_PROMPT_. Format the lines below as a numbered list, omitting any blank lines.

_RECORDS SUPPLIED_.

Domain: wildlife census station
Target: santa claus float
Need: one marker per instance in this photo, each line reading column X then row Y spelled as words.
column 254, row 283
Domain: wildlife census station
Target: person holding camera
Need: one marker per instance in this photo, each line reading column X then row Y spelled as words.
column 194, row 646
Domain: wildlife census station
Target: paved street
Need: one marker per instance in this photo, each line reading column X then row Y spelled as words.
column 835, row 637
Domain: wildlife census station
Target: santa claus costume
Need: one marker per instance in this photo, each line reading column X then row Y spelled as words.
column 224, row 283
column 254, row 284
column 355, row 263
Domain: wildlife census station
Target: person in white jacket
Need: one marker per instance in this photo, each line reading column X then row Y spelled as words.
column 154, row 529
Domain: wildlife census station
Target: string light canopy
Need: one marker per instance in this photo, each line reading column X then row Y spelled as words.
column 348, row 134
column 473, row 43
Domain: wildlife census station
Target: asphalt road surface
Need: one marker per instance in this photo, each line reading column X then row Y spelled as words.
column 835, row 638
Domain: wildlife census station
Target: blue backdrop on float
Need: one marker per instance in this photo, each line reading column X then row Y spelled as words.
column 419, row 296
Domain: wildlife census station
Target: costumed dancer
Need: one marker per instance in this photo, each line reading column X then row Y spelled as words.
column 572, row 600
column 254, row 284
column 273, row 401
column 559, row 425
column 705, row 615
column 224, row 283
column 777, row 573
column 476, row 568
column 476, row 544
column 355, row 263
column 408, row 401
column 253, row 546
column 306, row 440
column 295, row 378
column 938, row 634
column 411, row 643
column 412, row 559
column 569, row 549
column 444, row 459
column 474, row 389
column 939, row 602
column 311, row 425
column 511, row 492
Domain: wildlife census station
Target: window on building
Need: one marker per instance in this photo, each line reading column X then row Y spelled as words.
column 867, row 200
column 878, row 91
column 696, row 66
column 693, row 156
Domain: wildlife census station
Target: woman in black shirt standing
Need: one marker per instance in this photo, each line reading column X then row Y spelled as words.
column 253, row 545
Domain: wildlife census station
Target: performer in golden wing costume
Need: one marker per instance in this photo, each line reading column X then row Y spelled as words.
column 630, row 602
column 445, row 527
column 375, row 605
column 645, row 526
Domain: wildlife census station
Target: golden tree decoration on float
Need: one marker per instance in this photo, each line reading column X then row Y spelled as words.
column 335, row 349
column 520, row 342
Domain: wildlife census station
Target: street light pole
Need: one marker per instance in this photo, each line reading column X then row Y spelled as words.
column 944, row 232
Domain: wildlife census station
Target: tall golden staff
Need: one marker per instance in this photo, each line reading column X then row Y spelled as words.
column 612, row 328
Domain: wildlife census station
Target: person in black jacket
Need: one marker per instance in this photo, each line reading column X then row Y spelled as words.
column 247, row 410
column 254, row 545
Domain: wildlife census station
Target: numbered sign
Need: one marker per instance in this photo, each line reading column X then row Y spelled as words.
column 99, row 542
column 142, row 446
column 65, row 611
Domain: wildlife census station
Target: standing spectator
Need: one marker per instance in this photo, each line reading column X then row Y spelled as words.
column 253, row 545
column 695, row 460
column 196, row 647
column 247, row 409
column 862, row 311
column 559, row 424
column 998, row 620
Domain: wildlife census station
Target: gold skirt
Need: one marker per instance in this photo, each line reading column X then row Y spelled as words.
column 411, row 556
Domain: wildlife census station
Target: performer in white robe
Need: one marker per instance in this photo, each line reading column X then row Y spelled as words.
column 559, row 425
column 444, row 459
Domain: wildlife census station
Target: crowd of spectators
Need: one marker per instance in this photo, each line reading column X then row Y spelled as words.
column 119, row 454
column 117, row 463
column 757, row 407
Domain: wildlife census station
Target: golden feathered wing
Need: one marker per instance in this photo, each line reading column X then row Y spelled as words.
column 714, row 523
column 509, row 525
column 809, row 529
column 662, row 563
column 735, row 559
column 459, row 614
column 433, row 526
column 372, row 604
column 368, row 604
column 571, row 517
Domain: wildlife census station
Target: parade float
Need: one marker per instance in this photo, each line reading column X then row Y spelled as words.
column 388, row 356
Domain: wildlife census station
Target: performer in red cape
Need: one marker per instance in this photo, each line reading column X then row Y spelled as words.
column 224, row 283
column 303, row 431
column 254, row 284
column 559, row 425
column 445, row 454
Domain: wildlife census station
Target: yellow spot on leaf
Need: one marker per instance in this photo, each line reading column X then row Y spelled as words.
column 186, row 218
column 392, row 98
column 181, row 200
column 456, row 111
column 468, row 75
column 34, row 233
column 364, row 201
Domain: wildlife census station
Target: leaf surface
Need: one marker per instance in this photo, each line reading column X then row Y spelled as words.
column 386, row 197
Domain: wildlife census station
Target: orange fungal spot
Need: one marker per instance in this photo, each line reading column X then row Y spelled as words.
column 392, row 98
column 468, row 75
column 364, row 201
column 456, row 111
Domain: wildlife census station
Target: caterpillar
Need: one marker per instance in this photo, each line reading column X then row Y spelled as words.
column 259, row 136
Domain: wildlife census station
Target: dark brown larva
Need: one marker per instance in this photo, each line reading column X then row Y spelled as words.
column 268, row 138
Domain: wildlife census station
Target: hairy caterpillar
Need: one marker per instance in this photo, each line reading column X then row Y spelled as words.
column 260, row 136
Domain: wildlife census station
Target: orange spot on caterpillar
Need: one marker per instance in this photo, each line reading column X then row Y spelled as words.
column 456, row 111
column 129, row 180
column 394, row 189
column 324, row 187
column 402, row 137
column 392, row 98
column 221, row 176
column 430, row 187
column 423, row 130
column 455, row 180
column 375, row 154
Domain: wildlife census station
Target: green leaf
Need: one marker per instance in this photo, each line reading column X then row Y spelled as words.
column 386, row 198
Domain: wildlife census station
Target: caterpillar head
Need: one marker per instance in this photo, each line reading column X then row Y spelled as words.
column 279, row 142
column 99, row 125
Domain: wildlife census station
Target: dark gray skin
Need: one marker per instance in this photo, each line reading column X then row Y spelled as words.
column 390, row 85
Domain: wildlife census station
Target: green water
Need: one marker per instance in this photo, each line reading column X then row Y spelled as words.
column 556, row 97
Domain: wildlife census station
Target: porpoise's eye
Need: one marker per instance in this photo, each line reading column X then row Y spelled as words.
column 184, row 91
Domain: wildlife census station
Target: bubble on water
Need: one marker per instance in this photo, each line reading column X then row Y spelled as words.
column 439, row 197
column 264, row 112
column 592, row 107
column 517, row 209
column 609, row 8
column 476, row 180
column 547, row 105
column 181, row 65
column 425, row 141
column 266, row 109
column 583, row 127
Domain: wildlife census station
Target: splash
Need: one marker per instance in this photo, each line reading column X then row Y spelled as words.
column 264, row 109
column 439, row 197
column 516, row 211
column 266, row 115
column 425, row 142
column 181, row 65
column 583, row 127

_THE ANSWER_.
1. Domain: wildlife census station
2. Target: santa claus float
3. Need: one marker per instance in this photo, each line reading column X then row Y spelled as words.
4. column 254, row 283
5. Domain: wildlife census station
6. Target: person holding camera
7. Need: one marker per instance in this photo, each line reading column X then row Y spelled as words.
8. column 194, row 646
9. Domain: wildlife census station
10. Target: paved street
11. Need: one marker per instance in this photo, each line reading column X then row Y spelled as words.
12. column 835, row 637
13. Domain: wildlife census station
14. Target: santa claus costume
15. Need: one marker per instance in this photo, each line reading column X then row Y spelled as words.
16. column 224, row 283
17. column 254, row 284
18. column 355, row 263
19. Domain: wildlife census station
20. Target: person in white jacket
21. Need: one marker per instance in this photo, each line reading column X then row Y spelled as words.
22. column 154, row 529
23. Domain: wildlife census station
24. Target: string light canopy
25. Need: one marker per instance in this photo, each line reading column X then row Y spelled as words.
26. column 348, row 134
27. column 473, row 43
28. Domain: wildlife census station
29. Target: asphalt road surface
30. Need: one marker per instance in this photo, each line reading column X then row Y spelled as words.
31. column 835, row 638
32. Domain: wildlife census station
33. Target: blue backdrop on float
34. Need: one marker per instance in this photo, each line reading column X then row Y spelled as words.
35. column 419, row 296
36. Domain: wildlife census station
37. Target: costumed dancer
38. Need: one marker per instance in this photo, each line reading column X then row Y spelled as words.
39. column 572, row 600
40. column 254, row 284
41. column 273, row 401
42. column 559, row 425
43. column 705, row 615
44. column 224, row 283
45. column 777, row 573
46. column 476, row 568
47. column 476, row 544
48. column 355, row 263
49. column 408, row 401
50. column 253, row 546
51. column 306, row 440
52. column 295, row 378
53. column 938, row 634
54. column 411, row 643
55. column 412, row 559
56. column 569, row 549
57. column 444, row 459
58. column 474, row 389
59. column 939, row 602
60. column 311, row 425
61. column 511, row 492
62. Domain: wildlife census station
63. Target: window on building
64. Need: one marker per instance in this photo, each line reading column X then row Y spelled as words.
65. column 867, row 200
66. column 878, row 91
67. column 696, row 66
68. column 693, row 156
69. Domain: wildlife census station
70. Target: woman in black shirt standing
71. Need: one marker per instance in this photo, each line reading column X then row Y spelled as words.
72. column 253, row 545
73. Domain: wildlife census station
74. Target: performer in golden wing costume
75. Need: one marker per instance in this photo, each line reading column X then row Y spelled as words.
76. column 630, row 602
77. column 445, row 527
78. column 375, row 605
79. column 645, row 526
80. Domain: wildlife census station
81. Target: golden tree decoration on float
82. Need: one marker per instance in this photo, each line reading column X then row Y spelled as words.
83. column 335, row 349
84. column 520, row 342
85. Domain: wildlife census station
86. Target: street light pole
87. Need: one marker per instance in this photo, each line reading column X then row Y spelled as words.
88. column 944, row 232
89. Domain: wildlife census station
90. Target: tall golden staff
91. Need: one marker per instance in this photo, each line reading column X then row Y spelled as words.
92. column 612, row 328
93. Domain: wildlife census station
94. Target: person in black jacket
95. Need: one marker per instance in this photo, each line reading column X then row Y spelled as words.
96. column 247, row 410
97. column 254, row 545
98. Domain: wildlife census station
99. Target: numbered sign
100. Need: one marker per instance in this photo, each line reading column X then row Y spelled as words.
101. column 99, row 542
102. column 142, row 446
103. column 65, row 611
104. Domain: wildlife census station
105. Target: standing spectator
106. Need: one marker per instance in this photo, each line reading column X then row Y spelled as words.
107. column 253, row 545
108. column 695, row 460
109. column 196, row 647
110. column 247, row 409
111. column 862, row 311
112. column 559, row 424
113. column 998, row 620
114. Domain: wildlife census station
115. Target: gold skirt
116. Need: one marker per instance in this photo, each line reading column X then row Y spelled as words.
117. column 411, row 556
118. Domain: wildlife census station
119. Target: performer in white robe
120. Need: one marker per instance in this photo, each line reading column X then row Y spelled as words.
121. column 559, row 425
122. column 444, row 459
123. Domain: wildlife census station
124. Target: crowd of spectators
125. Need: one marker per instance in this photo, each line reading column X then row Y spelled as words.
126. column 119, row 454
127. column 117, row 463
128. column 757, row 407
129. Domain: wildlife census station
130. Target: golden feathered wing
131. Need: one marker per instance in this photo, each line reading column X then row Y spelled as words.
132. column 714, row 523
133. column 509, row 525
134. column 809, row 529
135. column 662, row 563
136. column 735, row 559
137. column 459, row 614
138. column 433, row 526
139. column 372, row 604
140. column 368, row 604
141. column 571, row 517
142. Domain: wildlife census station
143. Target: parade float
144. Need: one marker per instance in this photo, each line reading column X then row Y spelled as words.
145. column 388, row 356
146. Domain: wildlife census station
147. Target: performer in red cape
148. Need: one marker per instance in this photo, each line reading column X then row Y spelled as words.
149. column 224, row 283
150. column 303, row 431
151. column 254, row 284
152. column 559, row 425
153. column 445, row 454
154. Domain: wildlife census station
155. Target: yellow spot on leaf
156. Need: one marker per instance in this photo, each line reading column X then row Y spelled as words.
157. column 186, row 218
158. column 392, row 98
159. column 181, row 200
160. column 456, row 111
161. column 468, row 75
162. column 34, row 233
163. column 364, row 201
164. Domain: wildlife census station
165. Target: leaf surface
166. Need: one marker per instance in this photo, each line reading column X then row Y spelled as words.
167. column 386, row 197
168. Domain: wildlife census station
169. Target: orange fungal spot
170. Need: one marker per instance in this photo, each line reading column X then row Y spelled as words.
171. column 392, row 98
172. column 468, row 75
173. column 364, row 201
174. column 456, row 111
175. Domain: wildlife census station
176. Target: caterpillar
177. Need: one marker per instance in this photo, each line reading column X then row Y spelled as words.
178. column 259, row 136
179. Domain: wildlife census station
180. Target: dark brown larva
181. Need: one marker per instance in this photo, each line reading column X then row Y spelled as words.
182. column 268, row 138
183. Domain: wildlife census station
184. Target: hairy caterpillar
185. Need: one marker per instance in this photo, each line reading column X then row Y spelled as words.
186. column 260, row 136
187. Domain: wildlife census station
188. Target: orange spot on caterpillar
189. Need: one marker per instance in this photo, each line reading column X then row Y spelled as words.
190. column 456, row 111
191. column 129, row 180
192. column 394, row 189
193. column 324, row 187
194. column 402, row 137
195. column 392, row 98
196. column 221, row 176
197. column 430, row 187
198. column 423, row 130
199. column 455, row 180
200. column 375, row 154
201. Domain: wildlife census station
202. Target: green leaf
203. Need: one marker per instance in this photo, each line reading column X then row Y spelled as words.
204. column 386, row 198
205. Domain: wildlife census station
206. Target: caterpillar head
207. Need: one marker per instance in this photo, each line reading column X then row Y spelled as words.
208. column 279, row 142
209. column 99, row 125
210. Domain: wildlife census station
211. Target: dark gray skin
212. Need: one marker per instance in this photo, each line reading column X then row Y spelled as words.
213. column 390, row 85
214. Domain: wildlife census station
215. Target: green water
216. Need: one marker per instance in this photo, each line reading column X then row Y spelled as words.
217. column 556, row 97
218. Domain: wildlife census station
219. Target: porpoise's eye
220. Need: one marker per instance in this photo, each line reading column X then row Y spelled as words.
221. column 184, row 91
222. Domain: wildlife census station
223. Target: bubble on water
224. Need: one marker per instance in this photo, each line reading column X then row Y spelled as words.
225. column 439, row 197
226. column 264, row 112
227. column 592, row 107
228. column 517, row 209
229. column 609, row 8
230. column 476, row 180
231. column 547, row 105
232. column 181, row 65
233. column 425, row 141
234. column 266, row 109
235. column 583, row 127
236. Domain: wildlife census station
237. Target: splash
238. Need: one marker per instance in this photo, each line reading column X then row Y spelled as words.
239. column 264, row 109
240. column 439, row 197
241. column 516, row 211
242. column 266, row 115
243. column 425, row 142
244. column 181, row 65
245. column 583, row 127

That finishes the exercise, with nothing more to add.